--- Begin ---

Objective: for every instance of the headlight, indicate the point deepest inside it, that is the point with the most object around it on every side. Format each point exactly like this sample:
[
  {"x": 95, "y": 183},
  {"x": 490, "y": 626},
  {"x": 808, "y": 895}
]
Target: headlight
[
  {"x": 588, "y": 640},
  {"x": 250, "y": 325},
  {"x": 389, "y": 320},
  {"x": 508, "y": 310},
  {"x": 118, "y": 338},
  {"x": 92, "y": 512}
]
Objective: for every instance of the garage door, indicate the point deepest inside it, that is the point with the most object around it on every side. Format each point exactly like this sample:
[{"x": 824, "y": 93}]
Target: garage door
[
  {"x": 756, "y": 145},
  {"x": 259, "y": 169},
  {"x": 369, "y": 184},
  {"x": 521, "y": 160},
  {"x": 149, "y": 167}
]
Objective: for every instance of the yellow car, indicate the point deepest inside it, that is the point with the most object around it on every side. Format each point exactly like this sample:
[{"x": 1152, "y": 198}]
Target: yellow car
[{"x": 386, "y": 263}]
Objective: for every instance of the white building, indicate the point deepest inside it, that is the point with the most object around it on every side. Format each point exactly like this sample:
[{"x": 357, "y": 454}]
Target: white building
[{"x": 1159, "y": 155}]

--- End ---

# [Exercise goal]
Quote only the lines from the line containing "Objective: for every instance of the yellow" through the end of the listing, please, keeping both the first and the last line.

# [Solved problem]
Objective: for every instance of the yellow car, indicate the point deepest inside it, that is the point with the most object around it on every side. Format each point exactly like this sample:
[{"x": 1152, "y": 198}]
Target: yellow car
[{"x": 386, "y": 263}]
Objective: for every instance of the white building, indicate the point deepest inside it, that is the point with the most object around it on every side. Format each point exactly like this sample:
[{"x": 357, "y": 454}]
Target: white building
[{"x": 1159, "y": 155}]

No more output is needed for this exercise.